- [Request]
Find each line in the records below that contains the string "negative", matching case, and copy those lines.

[Source data]

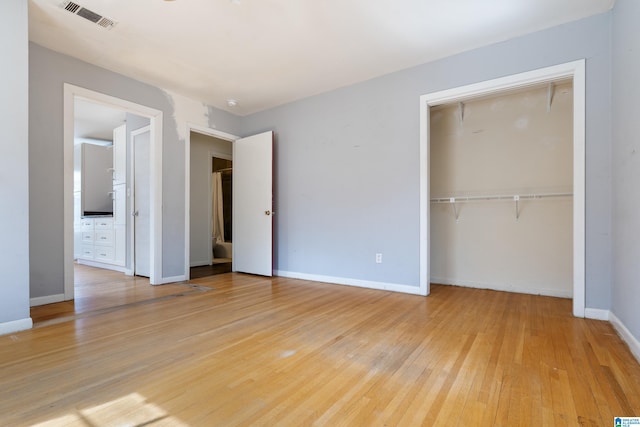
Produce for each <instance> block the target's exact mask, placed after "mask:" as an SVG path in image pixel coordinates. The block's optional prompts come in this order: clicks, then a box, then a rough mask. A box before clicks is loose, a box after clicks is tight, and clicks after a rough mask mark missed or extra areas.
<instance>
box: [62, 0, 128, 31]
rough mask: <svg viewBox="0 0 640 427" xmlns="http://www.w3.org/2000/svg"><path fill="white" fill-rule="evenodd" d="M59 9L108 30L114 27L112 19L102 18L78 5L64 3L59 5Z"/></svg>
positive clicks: (115, 23)
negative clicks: (79, 17)
mask: <svg viewBox="0 0 640 427" xmlns="http://www.w3.org/2000/svg"><path fill="white" fill-rule="evenodd" d="M60 7H62V8H63V9H64V10H66V11H69V12H71V13H73V14H74V15H78V16H81V17H83V18H84V19H86V20H88V21H91V22H93V23H94V24H97V25H99V26H101V27H102V28H106V29H108V30H109V29H111V28H113V27H114V26H115V25H116V22H115V21H114V20H113V19H109V18H107V17H105V16H102V15H100V14H99V13H96V12H94V11H92V10H89V9H87V8H86V7H82V6H80V5H79V4H78V3H74V2H72V1H65V2H63V3H62V4H61V5H60Z"/></svg>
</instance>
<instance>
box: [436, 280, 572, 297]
mask: <svg viewBox="0 0 640 427" xmlns="http://www.w3.org/2000/svg"><path fill="white" fill-rule="evenodd" d="M430 282H431V283H438V284H441V285H452V286H462V287H465V288H476V289H491V290H494V291H504V292H517V293H520V294H530V295H543V296H547V297H558V298H572V297H573V290H569V291H561V290H557V289H539V288H530V287H522V288H521V287H515V286H511V285H503V284H499V283H497V284H496V283H478V282H471V281H466V280H451V279H446V278H443V277H432V278H431V281H430Z"/></svg>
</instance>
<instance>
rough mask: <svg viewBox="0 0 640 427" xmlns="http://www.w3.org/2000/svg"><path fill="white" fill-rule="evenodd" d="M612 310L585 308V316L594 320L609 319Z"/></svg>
mask: <svg viewBox="0 0 640 427" xmlns="http://www.w3.org/2000/svg"><path fill="white" fill-rule="evenodd" d="M610 316H611V312H610V311H609V310H602V309H599V308H585V309H584V317H585V318H587V319H594V320H609V317H610Z"/></svg>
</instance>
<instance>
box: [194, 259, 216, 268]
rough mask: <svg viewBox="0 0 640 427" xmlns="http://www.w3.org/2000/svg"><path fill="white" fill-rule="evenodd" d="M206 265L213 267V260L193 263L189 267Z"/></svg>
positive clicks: (201, 266) (202, 261)
mask: <svg viewBox="0 0 640 427" xmlns="http://www.w3.org/2000/svg"><path fill="white" fill-rule="evenodd" d="M204 265H211V260H209V261H207V260H202V261H193V262H190V263H189V267H202V266H204Z"/></svg>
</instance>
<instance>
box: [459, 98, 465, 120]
mask: <svg viewBox="0 0 640 427" xmlns="http://www.w3.org/2000/svg"><path fill="white" fill-rule="evenodd" d="M458 121H459V122H460V125H462V122H464V102H458Z"/></svg>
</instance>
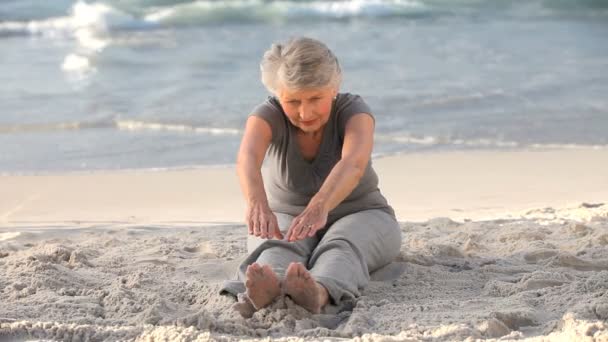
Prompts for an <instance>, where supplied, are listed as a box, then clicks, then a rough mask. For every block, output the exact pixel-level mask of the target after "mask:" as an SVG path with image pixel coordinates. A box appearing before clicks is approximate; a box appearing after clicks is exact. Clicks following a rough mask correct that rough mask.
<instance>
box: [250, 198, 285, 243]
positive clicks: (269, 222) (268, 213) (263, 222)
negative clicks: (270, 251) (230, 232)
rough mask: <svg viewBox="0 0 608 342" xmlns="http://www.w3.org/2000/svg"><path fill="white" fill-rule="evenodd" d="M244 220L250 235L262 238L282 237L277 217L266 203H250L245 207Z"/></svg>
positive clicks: (282, 236)
mask: <svg viewBox="0 0 608 342" xmlns="http://www.w3.org/2000/svg"><path fill="white" fill-rule="evenodd" d="M245 222H247V230H248V232H249V234H250V235H255V236H257V237H260V238H262V239H272V238H273V237H274V238H277V239H281V240H282V239H283V234H281V230H280V229H279V224H278V223H277V217H276V216H275V215H274V213H273V212H272V210H270V208H269V207H268V204H261V203H252V204H250V205H249V206H248V208H247V214H246V217H245Z"/></svg>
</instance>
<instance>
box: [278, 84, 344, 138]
mask: <svg viewBox="0 0 608 342" xmlns="http://www.w3.org/2000/svg"><path fill="white" fill-rule="evenodd" d="M337 93H338V90H337V89H336V87H334V86H328V87H323V88H310V89H300V90H291V89H286V88H281V89H279V91H277V96H278V98H279V102H280V103H281V106H282V107H283V110H284V111H285V114H286V115H287V118H288V119H289V121H290V122H291V123H292V124H293V125H294V126H296V127H298V128H299V129H301V130H302V131H303V132H304V133H315V132H318V131H320V130H321V129H322V128H323V127H325V124H326V123H327V121H328V120H329V115H330V114H331V106H332V103H333V100H334V97H335V96H336V94H337Z"/></svg>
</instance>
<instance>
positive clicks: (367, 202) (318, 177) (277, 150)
mask: <svg viewBox="0 0 608 342" xmlns="http://www.w3.org/2000/svg"><path fill="white" fill-rule="evenodd" d="M358 113H368V114H369V115H370V116H371V115H372V114H371V110H370V108H369V106H368V105H367V104H366V103H365V102H364V101H363V99H362V98H361V97H360V96H358V95H353V94H349V93H343V94H338V96H337V97H336V99H335V100H334V103H333V105H332V109H331V114H330V117H329V120H328V122H327V124H326V125H325V127H324V128H323V140H322V141H321V145H320V146H319V150H318V152H317V156H316V157H315V159H314V160H312V161H308V160H306V159H304V157H303V156H302V153H301V151H300V148H299V145H298V142H297V140H296V131H297V129H298V128H297V127H295V126H294V125H293V124H292V123H291V122H290V121H289V120H288V119H287V117H286V115H285V113H284V112H283V108H282V107H281V104H280V103H279V101H278V100H277V99H276V98H275V97H269V98H268V99H267V100H266V101H264V102H263V103H262V104H260V105H258V106H257V107H256V108H255V109H254V110H253V111H252V114H251V115H255V116H258V117H261V118H262V119H264V120H265V121H266V122H268V123H269V124H270V127H271V129H272V141H271V143H270V146H269V148H268V151H267V152H266V158H265V160H264V167H263V168H262V176H263V178H264V186H265V188H266V193H267V195H268V202H269V204H270V208H271V209H272V210H273V211H275V212H280V213H285V214H289V215H294V216H297V215H299V214H300V213H301V212H302V211H303V210H304V208H305V207H306V205H307V204H308V202H309V201H310V199H311V198H312V197H313V196H314V195H315V194H316V193H317V192H318V191H319V189H320V188H321V185H322V184H323V182H324V181H325V179H326V178H327V176H328V175H329V173H330V171H331V170H332V168H333V167H334V165H335V164H336V163H337V162H338V161H339V160H340V158H341V155H342V145H343V142H344V131H345V128H346V122H347V121H348V120H349V119H350V118H351V117H352V116H353V115H354V114H358ZM372 118H373V116H372ZM367 209H382V210H384V211H385V212H387V213H389V214H391V215H393V216H394V215H395V213H394V211H393V209H392V208H391V207H390V206H389V205H388V203H387V201H386V199H385V198H384V196H382V194H381V193H380V190H379V189H378V176H377V175H376V172H375V171H374V169H373V168H372V163H371V159H370V161H369V163H368V164H367V168H366V170H365V173H364V175H363V177H362V178H361V180H360V181H359V184H358V185H357V186H356V187H355V189H354V190H353V191H352V192H351V193H350V195H348V196H347V197H346V198H345V199H344V201H342V203H340V204H339V205H338V206H337V207H336V208H334V209H333V210H332V211H331V212H330V213H329V215H330V220H329V221H335V220H336V219H339V218H340V217H343V216H345V215H348V214H351V213H354V212H358V211H362V210H367Z"/></svg>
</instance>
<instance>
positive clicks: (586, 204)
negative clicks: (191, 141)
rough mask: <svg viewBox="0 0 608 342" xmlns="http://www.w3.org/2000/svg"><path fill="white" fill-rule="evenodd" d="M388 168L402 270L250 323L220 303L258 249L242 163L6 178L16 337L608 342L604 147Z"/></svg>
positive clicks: (9, 287)
mask: <svg viewBox="0 0 608 342" xmlns="http://www.w3.org/2000/svg"><path fill="white" fill-rule="evenodd" d="M373 165H374V168H375V169H376V171H377V172H378V175H379V178H380V189H381V191H382V192H383V194H384V195H385V196H386V197H387V199H388V200H389V202H390V204H391V205H392V206H393V207H394V209H395V212H396V215H397V218H398V220H399V222H400V225H401V227H402V231H403V237H404V239H403V243H402V247H401V253H400V255H399V257H398V258H397V260H395V262H394V263H392V264H390V265H389V266H387V267H386V268H385V269H381V270H379V271H378V272H375V273H374V274H372V281H371V282H370V284H369V286H368V287H367V288H366V289H365V290H364V291H363V293H362V296H361V297H360V298H359V300H358V301H357V302H356V303H355V304H354V306H353V307H352V308H349V310H345V311H342V312H331V310H326V312H323V313H322V314H319V315H311V314H310V313H308V312H306V311H305V310H303V309H302V308H300V307H298V306H296V305H295V304H293V302H291V301H290V300H289V299H288V298H284V297H281V298H279V299H278V300H277V301H276V302H275V303H273V304H272V305H271V306H270V307H268V308H265V309H262V310H260V311H258V312H257V313H256V314H255V315H254V316H253V317H252V318H251V319H243V318H241V317H240V316H239V315H238V314H237V313H235V312H233V311H232V310H231V309H230V306H231V305H232V303H234V300H233V299H232V298H230V297H224V296H220V295H218V289H219V287H220V284H221V283H222V281H223V280H226V279H228V278H230V277H232V276H233V275H234V271H235V269H236V266H237V265H238V263H239V260H240V259H242V257H243V256H244V255H245V253H246V243H245V242H246V228H245V226H244V224H243V216H244V209H245V206H244V201H243V199H242V197H241V194H240V190H239V188H238V181H237V178H236V172H235V169H234V166H225V167H220V166H218V167H208V168H181V169H170V170H167V169H163V170H119V171H94V172H93V171H91V172H80V171H78V172H62V173H53V172H49V173H41V174H36V175H3V176H0V189H1V192H0V269H1V270H2V272H1V273H0V341H12V340H30V339H37V340H73V341H85V340H90V341H96V340H135V341H160V340H167V341H168V340H172V341H173V340H179V341H193V340H198V341H204V340H221V341H229V340H238V339H242V340H278V341H298V340H343V339H345V340H358V341H455V340H456V341H464V340H466V341H477V340H483V341H486V340H487V341H497V340H500V341H511V340H517V341H520V340H522V341H608V323H606V321H607V320H608V151H607V150H606V149H604V148H596V149H593V148H571V149H542V150H539V149H536V150H507V151H489V150H486V151H452V152H436V153H409V154H402V155H394V156H388V157H382V158H375V159H374V160H373ZM395 270H398V272H395ZM395 273H397V274H399V275H398V276H396V277H395V276H394V274H395Z"/></svg>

- [Answer for the task]
negative clicks: (79, 17)
negative clicks: (270, 251) (230, 232)
negative clicks: (191, 141)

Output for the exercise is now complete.